Aim of the task: Shift each pixel coordinate in the answers in the material below by adding 25 to both numbers. Then write out every line again, requests included, but leave out the pictures.

Records for the task:
_ _ _ _

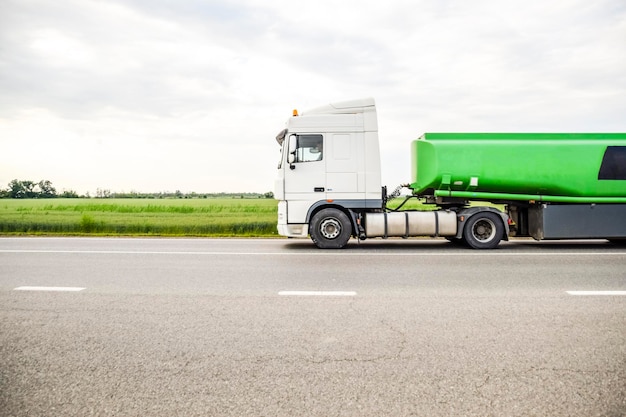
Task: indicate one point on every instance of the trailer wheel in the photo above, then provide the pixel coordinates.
(483, 230)
(330, 229)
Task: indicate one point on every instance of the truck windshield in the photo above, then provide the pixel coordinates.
(280, 138)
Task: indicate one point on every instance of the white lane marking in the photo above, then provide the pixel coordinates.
(596, 292)
(362, 252)
(54, 289)
(318, 293)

_ _ _ _

Output below:
Task: indicate one point on every instance of the trailer wheel in the photo above, then provide the pixel coordinates.
(508, 255)
(355, 254)
Task: indicate one point on every instance of the truck windshield in the photo above, then provide the pixel coordinates.
(305, 163)
Task: indicate one point on every instance of the white lane marking in the photo above, then provide the pixel coordinates.
(621, 317)
(387, 277)
(79, 314)
(343, 318)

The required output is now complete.